:: ФРАГМЕНТ ТЕКСТА ::
<<<<

Однако степень дифференциации культуры на уровне древних и средневековых книжников и отшельников несравненно меньшая, чем в Новое время. Если разделение между хранителем и творцом культуры, между ученым и поэтом, между носителем образованности и носителем власти есть общее условие и признак всякой цивилизации (в отличие от племенных структур), то глубина этого разделения ни в древности, ни в средние века даже отдаленно не приближалась к современным масштабам.
Придумывая смешную биографию Козьмы Пруткова, создатели этого образа сделали его поэтом-чиновником. Однако средневековый китайский книжник просто не заметил бы здесь иронии. Ему не приходило в голову, что «гений, прикованный к чиновничьему столу, сойдет с ума или погибнет» (как сказал Лермонтов). Все гении китайской культуры – чиновники (если они не предпочитали быть монахами). Исключения из этого правила очень редки.

>>>>

:: СПИСОК ЗАДАНИЙ ::
[1] Между кем проводится разделение, которое фрагмент о дифференциации культуры называет общим условием и признаком всякой цивилизации? Перечислите все пары.
[2] Продублируйте отрывок из фрагмента о дифференциации культуры: начните со слов «Однако степень дифференциации» и закончите словами «правила очень редки.».
Отвечайте, опираясь только на фрагмент о дифференциации культуры.

:: ИЗВЛЕЧЁННЫЕ ДАННЫЕ ::

<<<<

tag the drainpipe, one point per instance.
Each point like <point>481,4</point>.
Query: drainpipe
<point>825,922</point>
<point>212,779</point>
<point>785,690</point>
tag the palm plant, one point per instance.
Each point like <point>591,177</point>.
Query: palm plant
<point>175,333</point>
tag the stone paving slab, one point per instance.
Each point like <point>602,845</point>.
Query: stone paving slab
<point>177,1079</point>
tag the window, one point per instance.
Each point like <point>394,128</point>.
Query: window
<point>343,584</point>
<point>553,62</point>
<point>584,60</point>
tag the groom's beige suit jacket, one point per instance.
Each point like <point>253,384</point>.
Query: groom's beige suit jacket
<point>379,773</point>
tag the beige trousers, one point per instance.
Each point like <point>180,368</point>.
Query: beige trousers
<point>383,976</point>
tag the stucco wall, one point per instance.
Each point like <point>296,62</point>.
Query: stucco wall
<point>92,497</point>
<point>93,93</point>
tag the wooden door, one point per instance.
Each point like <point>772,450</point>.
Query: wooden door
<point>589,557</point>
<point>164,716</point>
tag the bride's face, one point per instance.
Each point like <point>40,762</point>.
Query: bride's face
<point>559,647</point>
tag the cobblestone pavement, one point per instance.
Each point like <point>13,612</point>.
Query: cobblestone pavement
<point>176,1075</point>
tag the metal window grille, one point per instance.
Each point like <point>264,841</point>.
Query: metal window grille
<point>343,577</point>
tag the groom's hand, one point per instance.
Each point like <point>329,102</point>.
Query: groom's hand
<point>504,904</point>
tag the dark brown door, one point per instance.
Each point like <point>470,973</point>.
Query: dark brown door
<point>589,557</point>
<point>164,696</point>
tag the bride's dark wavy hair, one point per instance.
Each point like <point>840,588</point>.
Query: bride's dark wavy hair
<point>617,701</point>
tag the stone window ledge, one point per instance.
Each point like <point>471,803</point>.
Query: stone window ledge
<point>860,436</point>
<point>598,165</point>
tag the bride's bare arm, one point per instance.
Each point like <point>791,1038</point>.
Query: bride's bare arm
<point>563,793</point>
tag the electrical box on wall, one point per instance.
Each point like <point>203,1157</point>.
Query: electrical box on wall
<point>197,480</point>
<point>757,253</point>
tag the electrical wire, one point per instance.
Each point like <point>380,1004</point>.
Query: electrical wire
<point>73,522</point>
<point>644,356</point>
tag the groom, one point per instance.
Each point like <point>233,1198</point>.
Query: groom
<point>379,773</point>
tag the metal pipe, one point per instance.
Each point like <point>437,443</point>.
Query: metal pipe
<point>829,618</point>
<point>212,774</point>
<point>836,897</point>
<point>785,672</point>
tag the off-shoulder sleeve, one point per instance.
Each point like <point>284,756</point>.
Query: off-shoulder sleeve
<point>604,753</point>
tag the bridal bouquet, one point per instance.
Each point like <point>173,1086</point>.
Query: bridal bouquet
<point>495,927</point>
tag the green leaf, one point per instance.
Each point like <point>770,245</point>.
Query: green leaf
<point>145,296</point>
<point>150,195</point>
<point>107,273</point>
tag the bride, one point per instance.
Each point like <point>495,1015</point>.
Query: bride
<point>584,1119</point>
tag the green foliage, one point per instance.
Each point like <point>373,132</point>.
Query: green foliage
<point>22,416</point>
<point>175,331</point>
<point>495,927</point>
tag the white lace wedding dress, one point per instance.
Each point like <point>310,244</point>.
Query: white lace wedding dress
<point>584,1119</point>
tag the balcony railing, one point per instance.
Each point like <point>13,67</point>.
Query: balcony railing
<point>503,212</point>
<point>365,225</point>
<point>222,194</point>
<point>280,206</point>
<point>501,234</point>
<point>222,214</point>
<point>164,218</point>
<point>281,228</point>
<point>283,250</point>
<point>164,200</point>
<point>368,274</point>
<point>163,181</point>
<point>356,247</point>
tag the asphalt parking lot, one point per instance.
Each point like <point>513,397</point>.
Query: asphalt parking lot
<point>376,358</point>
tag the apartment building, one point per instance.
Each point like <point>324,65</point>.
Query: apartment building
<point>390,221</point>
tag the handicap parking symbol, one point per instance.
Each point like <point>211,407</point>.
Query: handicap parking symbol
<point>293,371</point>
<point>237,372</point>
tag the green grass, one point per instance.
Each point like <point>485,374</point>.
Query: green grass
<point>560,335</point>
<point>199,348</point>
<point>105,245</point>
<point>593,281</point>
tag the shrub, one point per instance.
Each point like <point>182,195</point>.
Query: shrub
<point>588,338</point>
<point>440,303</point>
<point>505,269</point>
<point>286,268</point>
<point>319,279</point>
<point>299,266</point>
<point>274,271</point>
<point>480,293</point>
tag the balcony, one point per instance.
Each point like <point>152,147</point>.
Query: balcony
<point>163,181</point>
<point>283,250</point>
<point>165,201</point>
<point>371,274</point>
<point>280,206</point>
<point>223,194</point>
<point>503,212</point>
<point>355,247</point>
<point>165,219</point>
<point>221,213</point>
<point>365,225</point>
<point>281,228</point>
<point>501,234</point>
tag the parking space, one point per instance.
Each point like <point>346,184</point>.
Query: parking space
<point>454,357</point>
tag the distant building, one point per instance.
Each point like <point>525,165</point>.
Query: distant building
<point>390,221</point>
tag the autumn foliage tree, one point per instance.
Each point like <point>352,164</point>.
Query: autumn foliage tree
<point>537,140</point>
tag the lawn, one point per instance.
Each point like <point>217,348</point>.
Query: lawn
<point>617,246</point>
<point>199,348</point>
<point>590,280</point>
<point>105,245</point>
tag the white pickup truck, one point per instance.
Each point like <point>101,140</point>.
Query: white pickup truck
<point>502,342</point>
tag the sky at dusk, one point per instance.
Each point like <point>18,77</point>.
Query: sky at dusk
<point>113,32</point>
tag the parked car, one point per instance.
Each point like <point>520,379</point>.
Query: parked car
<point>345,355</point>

>>>>

:: РЕШЕНИЯ ПО ЗАДАНИЯМ ::
[1]
- хранитель культуры и творец культуры;
- ученый и поэт;
- носитель образованности и носитель власти.

[2]
Однако степень дифференциации культуры на уровне древних и средневековых книжников и отшельников несравненно меньшая, чем в Новое время. Если разделение между хранителем и творцом культуры, между ученым и поэтом, между носителем образованности и носителем власти есть общее условие и признак всякой цивилизации (в отличие от племенных структур), то глубина этого разделения ни в древности, ни в средние века даже отдаленно не приближалась к современным масштабам.
Придумывая смешную биографию Козьмы Пруткова, создатели этого образа сделали его поэтом-чиновником. Однако средневековый китайский книжник просто не заметил бы здесь иронии. Ему не приходило в голову, что «гений, прикованный к чиновничьему столу, сойдет с ума или погибнет» (как сказал Лермонтов). Все гении китайской культуры – чиновники (если они не предпочитали быть монахами). Исключения из этого правила очень редки.